DESCRIPTION OF THE TASK
Rename "chair" to "seat" in the material, covering the line that contains "Target: plastic chair" through the end of the material, and write out only those lines with nothing else altered.

[Extracted data entries]
[BEGIN]

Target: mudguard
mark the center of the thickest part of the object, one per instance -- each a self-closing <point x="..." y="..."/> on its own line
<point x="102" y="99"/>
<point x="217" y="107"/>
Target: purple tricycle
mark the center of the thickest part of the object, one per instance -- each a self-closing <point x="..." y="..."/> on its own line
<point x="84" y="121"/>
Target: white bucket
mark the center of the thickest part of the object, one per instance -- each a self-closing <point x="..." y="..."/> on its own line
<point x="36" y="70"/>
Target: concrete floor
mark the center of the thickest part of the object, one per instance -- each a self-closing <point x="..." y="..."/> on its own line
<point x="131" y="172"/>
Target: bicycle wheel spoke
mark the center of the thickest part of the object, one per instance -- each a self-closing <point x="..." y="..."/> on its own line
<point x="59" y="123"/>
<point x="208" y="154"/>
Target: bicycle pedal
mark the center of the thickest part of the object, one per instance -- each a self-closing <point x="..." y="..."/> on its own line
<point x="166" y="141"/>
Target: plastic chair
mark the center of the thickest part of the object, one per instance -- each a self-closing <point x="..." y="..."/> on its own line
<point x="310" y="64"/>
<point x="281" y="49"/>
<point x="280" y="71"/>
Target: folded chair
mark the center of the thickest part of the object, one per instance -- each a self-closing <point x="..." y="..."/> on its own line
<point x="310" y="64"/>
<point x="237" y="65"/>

[END]

RESPONSE TO THIS EXERCISE
Target: plastic seat
mark the center of the thickest part of the object, one per instance -- each a self-closing <point x="..." y="..."/> on its own line
<point x="310" y="64"/>
<point x="281" y="49"/>
<point x="280" y="71"/>
Target: folded seat
mark the center of the thickest part of the object, one per instance -- each a self-closing <point x="..." y="..."/> on its own line
<point x="310" y="64"/>
<point x="237" y="65"/>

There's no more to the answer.